__Extracted entries__.
## Start
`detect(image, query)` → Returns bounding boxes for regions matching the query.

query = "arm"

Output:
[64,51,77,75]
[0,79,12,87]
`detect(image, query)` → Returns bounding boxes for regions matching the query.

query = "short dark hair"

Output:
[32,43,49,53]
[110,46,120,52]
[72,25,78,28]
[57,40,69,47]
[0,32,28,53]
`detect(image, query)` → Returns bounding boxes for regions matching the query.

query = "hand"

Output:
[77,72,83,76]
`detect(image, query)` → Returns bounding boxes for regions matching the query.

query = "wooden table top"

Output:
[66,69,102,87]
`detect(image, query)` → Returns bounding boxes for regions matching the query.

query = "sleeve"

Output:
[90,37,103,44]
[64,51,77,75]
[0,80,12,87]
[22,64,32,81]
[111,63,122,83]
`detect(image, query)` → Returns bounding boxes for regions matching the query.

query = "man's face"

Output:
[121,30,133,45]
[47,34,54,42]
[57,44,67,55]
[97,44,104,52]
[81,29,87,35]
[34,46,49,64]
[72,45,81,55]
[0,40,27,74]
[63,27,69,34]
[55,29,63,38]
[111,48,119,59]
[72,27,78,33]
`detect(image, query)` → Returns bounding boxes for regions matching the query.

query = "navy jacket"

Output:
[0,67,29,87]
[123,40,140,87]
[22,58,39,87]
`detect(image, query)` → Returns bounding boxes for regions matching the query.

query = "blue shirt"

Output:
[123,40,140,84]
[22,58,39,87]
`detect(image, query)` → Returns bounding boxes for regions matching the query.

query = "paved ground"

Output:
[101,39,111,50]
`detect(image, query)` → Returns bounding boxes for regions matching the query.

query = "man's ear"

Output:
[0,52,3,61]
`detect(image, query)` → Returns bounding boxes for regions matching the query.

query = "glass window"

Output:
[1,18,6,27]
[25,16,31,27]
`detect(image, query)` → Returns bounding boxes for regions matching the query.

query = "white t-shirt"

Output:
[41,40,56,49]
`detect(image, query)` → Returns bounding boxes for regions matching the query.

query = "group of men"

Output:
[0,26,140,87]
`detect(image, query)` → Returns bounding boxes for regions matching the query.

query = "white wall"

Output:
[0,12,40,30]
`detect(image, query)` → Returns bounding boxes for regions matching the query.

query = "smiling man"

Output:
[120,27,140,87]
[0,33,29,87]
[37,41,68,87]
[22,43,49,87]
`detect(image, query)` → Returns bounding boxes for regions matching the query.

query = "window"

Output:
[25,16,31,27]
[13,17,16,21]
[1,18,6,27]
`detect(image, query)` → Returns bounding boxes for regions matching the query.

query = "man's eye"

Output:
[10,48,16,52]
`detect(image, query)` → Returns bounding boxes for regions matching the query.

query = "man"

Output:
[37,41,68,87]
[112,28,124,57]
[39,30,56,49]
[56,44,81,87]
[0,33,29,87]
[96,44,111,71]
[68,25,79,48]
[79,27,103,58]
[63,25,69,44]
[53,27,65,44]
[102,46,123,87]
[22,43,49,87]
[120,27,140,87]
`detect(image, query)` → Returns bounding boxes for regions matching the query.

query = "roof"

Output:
## End
__Stated problem__.
Convert the stretch from the start of the data through the line containing "[101,39,111,50]" into a Markdown table with the columns Row and Line. Leave out blank lines, give each remaining line a row number, and include both ends.

__Answer to this exercise__.
| Row | Line |
|---|---|
| 1 | `detect(image, query)` → Returns bounding boxes for regions matching the query. |
| 2 | query = "arm" |
| 3 | Output: |
| 4 | [64,51,77,75] |
| 5 | [0,79,12,87] |
| 6 | `detect(image, query)` → Returns bounding boxes for regions matching the query. |
| 7 | query = "short dark hair" |
| 8 | Output: |
| 9 | [32,43,49,53] |
| 10 | [110,46,120,52] |
| 11 | [72,25,78,28] |
| 12 | [57,40,69,47] |
| 13 | [0,32,28,53] |
| 14 | `detect(image, query)` → Returns bounding boxes for regions matching the query. |
| 15 | query = "hand" |
| 16 | Output: |
| 17 | [77,72,83,76] |
| 18 | `detect(image, query)` → Returns bounding boxes for regions matching the query. |
| 19 | query = "wooden table top" |
| 20 | Output: |
| 21 | [66,69,102,87] |
| 22 | `detect(image, query)` → Returns bounding boxes for regions matching the query. |
| 23 | query = "sleeve" |
| 24 | Output: |
| 25 | [90,37,103,44] |
| 26 | [64,51,77,75] |
| 27 | [0,80,12,87] |
| 28 | [22,64,32,81] |
| 29 | [111,63,122,83] |
| 30 | `detect(image, query)` → Returns bounding boxes for regions matching the query. |
| 31 | query = "man's face" |
| 32 | Output: |
| 33 | [121,30,133,45] |
| 34 | [47,34,54,42] |
| 35 | [57,44,67,55] |
| 36 | [97,44,104,52] |
| 37 | [81,29,87,35] |
| 38 | [34,46,49,64] |
| 39 | [72,45,81,55] |
| 40 | [0,40,27,74] |
| 41 | [63,27,69,34] |
| 42 | [55,29,63,38] |
| 43 | [111,48,119,59] |
| 44 | [72,27,78,33] |
| 45 | `detect(image, query)` → Returns bounding boxes for regions matching the query. |
| 46 | query = "navy jacket" |
| 47 | Output: |
| 48 | [0,67,29,87] |
| 49 | [123,40,140,87] |
| 50 | [22,58,39,87] |
| 51 | `detect(image, query)` → Returns bounding boxes for regions matching the query. |
| 52 | query = "blue shirt" |
| 53 | Output: |
| 54 | [123,40,140,84] |
| 55 | [22,58,39,87] |
| 56 | `detect(image, query)` → Returns bounding boxes for regions matching the query. |
| 57 | query = "paved ground" |
| 58 | Output: |
| 59 | [101,39,111,50] |